▸ EXERCISE INSTRUCTIONS
Transcribe exactly the line that contains "Could you please locate the gray" and every line below it in the listing, through the last, and no other lines.

*** Opening INPUT FOR THIS TASK ***

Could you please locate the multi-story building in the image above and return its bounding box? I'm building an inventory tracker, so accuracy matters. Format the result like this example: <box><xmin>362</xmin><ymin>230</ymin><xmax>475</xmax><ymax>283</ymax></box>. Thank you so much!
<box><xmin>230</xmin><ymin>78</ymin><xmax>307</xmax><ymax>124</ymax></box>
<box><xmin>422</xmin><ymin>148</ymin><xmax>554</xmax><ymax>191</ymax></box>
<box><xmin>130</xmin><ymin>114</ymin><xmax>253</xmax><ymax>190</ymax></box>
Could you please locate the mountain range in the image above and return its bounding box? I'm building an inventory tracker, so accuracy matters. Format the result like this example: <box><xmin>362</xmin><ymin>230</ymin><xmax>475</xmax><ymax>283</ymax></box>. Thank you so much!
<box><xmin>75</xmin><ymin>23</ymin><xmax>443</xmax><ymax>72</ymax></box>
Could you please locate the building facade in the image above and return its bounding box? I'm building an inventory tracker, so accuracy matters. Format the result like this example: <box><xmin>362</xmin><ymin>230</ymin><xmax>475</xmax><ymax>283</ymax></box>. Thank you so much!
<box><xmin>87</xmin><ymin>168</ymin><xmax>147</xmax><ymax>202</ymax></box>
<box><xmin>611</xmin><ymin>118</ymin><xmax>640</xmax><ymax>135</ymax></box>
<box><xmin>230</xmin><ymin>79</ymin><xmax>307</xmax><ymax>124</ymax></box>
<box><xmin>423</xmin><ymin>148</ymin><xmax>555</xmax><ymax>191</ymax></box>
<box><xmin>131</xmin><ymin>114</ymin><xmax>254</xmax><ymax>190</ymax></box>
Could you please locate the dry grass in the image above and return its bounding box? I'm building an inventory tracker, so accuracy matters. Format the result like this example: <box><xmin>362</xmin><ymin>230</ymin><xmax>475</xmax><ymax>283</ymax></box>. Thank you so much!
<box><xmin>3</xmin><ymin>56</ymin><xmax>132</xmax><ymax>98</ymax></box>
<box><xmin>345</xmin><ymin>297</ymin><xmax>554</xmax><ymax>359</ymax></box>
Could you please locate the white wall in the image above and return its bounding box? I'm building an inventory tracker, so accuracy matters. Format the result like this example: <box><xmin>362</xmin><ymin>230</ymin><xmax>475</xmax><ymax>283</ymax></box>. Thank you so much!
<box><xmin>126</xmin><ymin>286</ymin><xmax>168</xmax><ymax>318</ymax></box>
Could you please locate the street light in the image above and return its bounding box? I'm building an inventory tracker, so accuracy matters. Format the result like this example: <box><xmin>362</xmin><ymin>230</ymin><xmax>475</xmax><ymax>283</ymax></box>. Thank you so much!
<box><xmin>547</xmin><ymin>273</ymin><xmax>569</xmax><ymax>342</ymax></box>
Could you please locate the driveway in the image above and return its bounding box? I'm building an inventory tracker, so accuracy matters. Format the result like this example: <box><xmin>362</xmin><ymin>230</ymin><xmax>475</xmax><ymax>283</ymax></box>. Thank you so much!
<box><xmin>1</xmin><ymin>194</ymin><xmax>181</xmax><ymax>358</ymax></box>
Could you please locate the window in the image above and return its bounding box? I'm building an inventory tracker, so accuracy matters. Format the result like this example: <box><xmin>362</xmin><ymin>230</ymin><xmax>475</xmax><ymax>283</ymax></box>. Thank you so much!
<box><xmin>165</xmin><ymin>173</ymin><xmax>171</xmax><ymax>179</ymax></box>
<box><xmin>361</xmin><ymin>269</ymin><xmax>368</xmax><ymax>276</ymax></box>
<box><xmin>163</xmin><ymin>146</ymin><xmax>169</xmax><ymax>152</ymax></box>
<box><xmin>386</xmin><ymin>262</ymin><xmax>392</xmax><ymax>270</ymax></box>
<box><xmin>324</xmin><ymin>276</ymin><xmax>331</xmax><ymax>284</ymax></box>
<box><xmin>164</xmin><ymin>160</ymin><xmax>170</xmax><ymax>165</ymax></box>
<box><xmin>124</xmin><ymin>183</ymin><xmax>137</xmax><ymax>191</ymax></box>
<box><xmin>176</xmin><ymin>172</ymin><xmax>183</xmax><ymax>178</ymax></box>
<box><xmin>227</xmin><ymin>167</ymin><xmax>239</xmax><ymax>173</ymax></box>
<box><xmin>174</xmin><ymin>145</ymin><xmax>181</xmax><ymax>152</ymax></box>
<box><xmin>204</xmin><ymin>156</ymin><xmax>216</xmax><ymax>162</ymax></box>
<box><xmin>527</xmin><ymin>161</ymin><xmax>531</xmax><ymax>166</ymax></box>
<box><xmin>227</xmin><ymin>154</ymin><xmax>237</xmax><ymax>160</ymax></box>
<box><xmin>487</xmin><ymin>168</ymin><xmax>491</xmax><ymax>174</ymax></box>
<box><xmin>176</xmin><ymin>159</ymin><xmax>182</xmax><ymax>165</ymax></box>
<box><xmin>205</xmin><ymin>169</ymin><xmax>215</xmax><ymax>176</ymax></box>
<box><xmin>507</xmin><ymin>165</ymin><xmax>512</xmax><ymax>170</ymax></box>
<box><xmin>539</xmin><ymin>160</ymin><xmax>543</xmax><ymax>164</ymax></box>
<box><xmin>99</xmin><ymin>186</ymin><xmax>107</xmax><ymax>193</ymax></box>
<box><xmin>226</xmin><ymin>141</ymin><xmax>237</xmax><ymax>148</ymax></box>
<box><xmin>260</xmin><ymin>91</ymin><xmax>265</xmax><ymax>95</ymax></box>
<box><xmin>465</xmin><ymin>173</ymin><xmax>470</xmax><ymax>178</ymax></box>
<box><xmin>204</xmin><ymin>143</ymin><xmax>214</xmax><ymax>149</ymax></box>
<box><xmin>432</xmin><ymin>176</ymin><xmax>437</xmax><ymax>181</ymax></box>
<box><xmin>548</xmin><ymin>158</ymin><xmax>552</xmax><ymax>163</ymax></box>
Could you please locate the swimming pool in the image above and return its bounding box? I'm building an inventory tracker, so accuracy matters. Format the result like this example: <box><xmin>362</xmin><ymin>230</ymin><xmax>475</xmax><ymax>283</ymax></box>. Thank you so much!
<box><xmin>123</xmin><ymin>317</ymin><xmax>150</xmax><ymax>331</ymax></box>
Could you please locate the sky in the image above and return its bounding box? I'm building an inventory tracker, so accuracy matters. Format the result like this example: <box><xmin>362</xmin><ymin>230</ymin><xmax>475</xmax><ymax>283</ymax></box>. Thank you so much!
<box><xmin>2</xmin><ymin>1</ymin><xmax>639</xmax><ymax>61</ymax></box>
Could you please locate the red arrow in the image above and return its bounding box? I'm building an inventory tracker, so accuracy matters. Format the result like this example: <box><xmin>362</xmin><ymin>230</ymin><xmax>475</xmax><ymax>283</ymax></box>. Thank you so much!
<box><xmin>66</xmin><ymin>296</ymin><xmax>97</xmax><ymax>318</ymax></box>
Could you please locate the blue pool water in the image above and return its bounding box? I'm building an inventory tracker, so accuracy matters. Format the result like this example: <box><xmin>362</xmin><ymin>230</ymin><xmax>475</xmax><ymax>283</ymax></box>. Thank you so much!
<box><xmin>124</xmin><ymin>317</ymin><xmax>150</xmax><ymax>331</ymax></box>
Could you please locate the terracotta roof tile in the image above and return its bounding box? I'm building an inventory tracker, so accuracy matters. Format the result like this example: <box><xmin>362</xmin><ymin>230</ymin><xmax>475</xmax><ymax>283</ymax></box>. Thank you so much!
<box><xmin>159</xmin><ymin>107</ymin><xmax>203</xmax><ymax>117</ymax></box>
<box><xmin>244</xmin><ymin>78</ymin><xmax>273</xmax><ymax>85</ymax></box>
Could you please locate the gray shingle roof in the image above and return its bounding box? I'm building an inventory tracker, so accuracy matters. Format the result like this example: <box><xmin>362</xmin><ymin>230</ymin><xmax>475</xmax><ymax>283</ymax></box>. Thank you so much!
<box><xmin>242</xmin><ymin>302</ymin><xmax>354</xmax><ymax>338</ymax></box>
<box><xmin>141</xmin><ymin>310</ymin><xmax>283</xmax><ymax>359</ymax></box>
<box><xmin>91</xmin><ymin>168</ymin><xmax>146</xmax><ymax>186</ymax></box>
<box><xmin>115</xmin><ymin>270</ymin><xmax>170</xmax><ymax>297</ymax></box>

*** Closing INPUT FOR THIS TASK ***

▸ RESPONSE TO THIS TASK
Could you please locate the gray shingle roof in the image above and return its bounding box? I'm building an inventory tracker, so accuracy matters. Format the result like this example: <box><xmin>362</xmin><ymin>230</ymin><xmax>475</xmax><ymax>283</ymax></box>. Thank you so much!
<box><xmin>242</xmin><ymin>302</ymin><xmax>354</xmax><ymax>338</ymax></box>
<box><xmin>141</xmin><ymin>310</ymin><xmax>283</xmax><ymax>359</ymax></box>
<box><xmin>91</xmin><ymin>168</ymin><xmax>146</xmax><ymax>186</ymax></box>
<box><xmin>115</xmin><ymin>270</ymin><xmax>170</xmax><ymax>297</ymax></box>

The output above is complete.